**Problem description:** Nothing in the records may be changed; reproduce all of them.

━━━

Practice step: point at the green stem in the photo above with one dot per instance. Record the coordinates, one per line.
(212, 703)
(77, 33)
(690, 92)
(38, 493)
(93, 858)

━━━

**Final answer:**
Practice step: point at the green stem in the photo above with one dot per instance. Record the coordinates, one per line.
(212, 703)
(77, 33)
(690, 92)
(38, 493)
(93, 858)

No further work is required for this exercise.